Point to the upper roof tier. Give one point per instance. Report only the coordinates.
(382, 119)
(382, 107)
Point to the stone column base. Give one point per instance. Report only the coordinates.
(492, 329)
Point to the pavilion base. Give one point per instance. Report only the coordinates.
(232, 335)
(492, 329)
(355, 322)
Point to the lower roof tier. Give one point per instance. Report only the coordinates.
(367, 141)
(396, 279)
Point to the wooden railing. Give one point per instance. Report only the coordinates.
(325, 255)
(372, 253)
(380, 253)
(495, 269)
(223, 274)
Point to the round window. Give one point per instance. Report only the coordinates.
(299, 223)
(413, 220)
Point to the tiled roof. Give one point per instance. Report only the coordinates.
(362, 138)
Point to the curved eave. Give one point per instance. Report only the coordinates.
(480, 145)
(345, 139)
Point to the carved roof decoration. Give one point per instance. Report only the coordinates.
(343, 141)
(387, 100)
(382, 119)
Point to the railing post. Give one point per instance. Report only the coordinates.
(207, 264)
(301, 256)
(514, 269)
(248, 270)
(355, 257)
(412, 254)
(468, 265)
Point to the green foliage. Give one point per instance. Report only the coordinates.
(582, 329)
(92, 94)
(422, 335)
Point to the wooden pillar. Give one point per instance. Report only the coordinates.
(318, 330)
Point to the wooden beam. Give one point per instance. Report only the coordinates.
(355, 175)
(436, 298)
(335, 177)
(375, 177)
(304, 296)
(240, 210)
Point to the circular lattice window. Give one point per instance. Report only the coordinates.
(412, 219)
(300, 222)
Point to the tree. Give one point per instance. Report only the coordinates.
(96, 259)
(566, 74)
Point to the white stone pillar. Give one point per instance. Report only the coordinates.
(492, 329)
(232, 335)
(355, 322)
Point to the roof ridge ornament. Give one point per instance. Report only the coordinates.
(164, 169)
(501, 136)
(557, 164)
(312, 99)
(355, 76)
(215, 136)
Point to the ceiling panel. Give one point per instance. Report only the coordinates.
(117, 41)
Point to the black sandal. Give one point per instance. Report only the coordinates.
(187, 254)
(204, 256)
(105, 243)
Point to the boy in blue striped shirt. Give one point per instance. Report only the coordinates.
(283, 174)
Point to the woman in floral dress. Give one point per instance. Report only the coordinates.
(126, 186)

* _Stated goal_
Can you express the lines of the listing, starting at the line containing "Point to the woman" and ending at the listing's last line, as a JSON list of strings with one string per line and blank lines omitted?

* _Finished task_
[
  "Point to the woman in floral dress. Give one point per instance. Report only the coordinates.",
  "(126, 186)"
]